::: Textauszug

Diese Änderung zur geltenden Polizeiverordnung hatte die Stadtbürgerschaft
auf Betreiben des Stadtamts und des Innenressorts im Jahr 2014 erlassen und
damit auf gewalttätige Vorfälle im Umfeld der Diskomeile reagiert, bei
denen auch Flaschen als Waffen eingesetzt worden waren.
Wie sich jetzt im Verfahren vor dem Oberverwaltungsgericht herausstellte,
ist die Statistik, die diese Vorfälle dokumentieren sollte, ziemlich
fragwürdig. So wurde etwa nicht differenziert, ob die Gewaltdelikte mit
Flaschen innerhalb der Diskotheken oder außerhalb, also im öffentlichen
Raum, begangen wurden. Und nur dort gilt die Polizeiverordnung. Bei der
Überprüfung der Statistik fiel stattdessen auf: Ein großer Teil der
Vorfälle unter Flaschenbeteiligung fand entweder in Diskotheken statt,
wurde doppelt gezählt oder fällt überhaupt nicht unter den Tatbestand, auf
den die Verordnung abzielt. So wurden in die Statistik auch
Körperverletzungen aufgenommen, die beim Streit um Leergut auf dem
Bahnhofsvorplatz entstanden. In diesen Fällen kamen in der
Auseinandersetzung zwar Flaschen zum Einsatz, allerdings gingen jene
Kontrahenten mit ihren jeweiligen Leergutplastiktüten aufeinander los und
nicht mit zur Waffe umfunktionierten Flaschen mit abgebrochenen Hälsen.
Nicht nur die Statistik gibt demnach ein generelles Flaschenverbot nicht
her, außerdem, so Richter Hans Alexy, sei eine Polizeiverordnung dafür auch
das falsche Rechtsinstrument. Damit eine Polizeiverordnung greife, so Alexy
weiter, müsse eine abstrakte Gefahr für die öffentliche Sicherheit
bestehen. Und die liegt nach höchstrichterlicher Rechtsprechung dann vor,
wenn eine Verhaltensweise im Einzelfall mit hinreichender
Wahrscheinlichkeit eine konkrete Gefahr begründet. Das bloße Mitführen von
Glasflaschen begründe eine solche Gefahr aber nicht. Eine Polizeiverordnung
eigne sich einfach nicht zur Gefahrenvorsorge, so der Richter weiter in
seiner Urteilsbegründung. Besser geeignet sei ein Landesgesetz, wie es auch
in Hamburg das Mitführen von Glasflaschen regle: „Die haben 2009 auch
diskutiert, wie sie ein Flaschenverbot auf der Reeperbahn umsetzen können“,
erklärte der Richter den Vertretern von Stadtamt und Innenressort. „Und sie
haben das Mittel der Polizeiverordnung verworfen“ – denn Gefahrenvorsorge
sei Sache des Gesetzgebers und nicht Sache der Polizei.

::::::
::: Vorliegende Daten

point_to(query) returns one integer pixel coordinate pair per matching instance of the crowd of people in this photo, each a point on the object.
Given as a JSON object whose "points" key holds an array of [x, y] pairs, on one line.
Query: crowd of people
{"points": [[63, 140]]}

::::::

§ Aufgaben
**1)** Fasse den Text über das Flaschenverbot in zwei Sätzen zusammen.
**2)** Führe den Text über das Flaschenverbot nach seinem letzten Satz weiter.

§ Lösungen
**1)** Die Stadtbürgerschaft hatte 2014 mit einer Änderung der Polizeiverordnung auf gewalttätige Vorfälle mit Flaschen im Umfeld der Diskomeile reagiert. Vor dem Oberverwaltungsgericht erwies sich die zugrunde liegende Statistik jedoch als fragwürdig, und Richter Hans Alexy hielt eine Polizeiverordnung zudem für das falsche Rechtsinstrument, weil das bloße Mitführen von Glasflaschen keine Gefahr begründe und ein Landesgesetz wie in Hamburg besser geeignet sei.

**2)**
Angestrengt hatte das Normenkontrollverfahren ein Bremer Student. Der
befand sich zur Zeit der Urteilsverkündung zwar gerade für ein
Austauschsemester in Kanada und wird die neue Freiheit unter der Hochstraße
erst nach seiner Rückkehr genießen können. Sein Anwalt Sören Böhrnsen
zeigte sich zufrieden: „Wir haben in vollem Umfang obsiegt.“ Daran könne
man sehen, „dass irgendwelche zusammengeschriebenen Statistiken“ keine
solch schweren Eingriffe in die Grundrechte begründeten, so der Anwalt.
Marcus Schirmbeck vom Innenressort indessen will dranbleiben am
Flaschenverbot: „Wir stehen zu dem Verbot und prüfen jetzt, wie wir das
künftig umsetzen können.“
Ein wenig Hoffnung konnte Richter Hans Alexy den Vertretern von Stadtamt
und Innenressort jedoch machen: „Der Staat ist keinesfalls machtlos“, gab
er ihnen mit auf den Weg. Es komme eben auf die Wahl des richtigen
Rechtsinstruments an. Und welches das ist, kann Bremen sich ja dann von
Hamburg abschauen.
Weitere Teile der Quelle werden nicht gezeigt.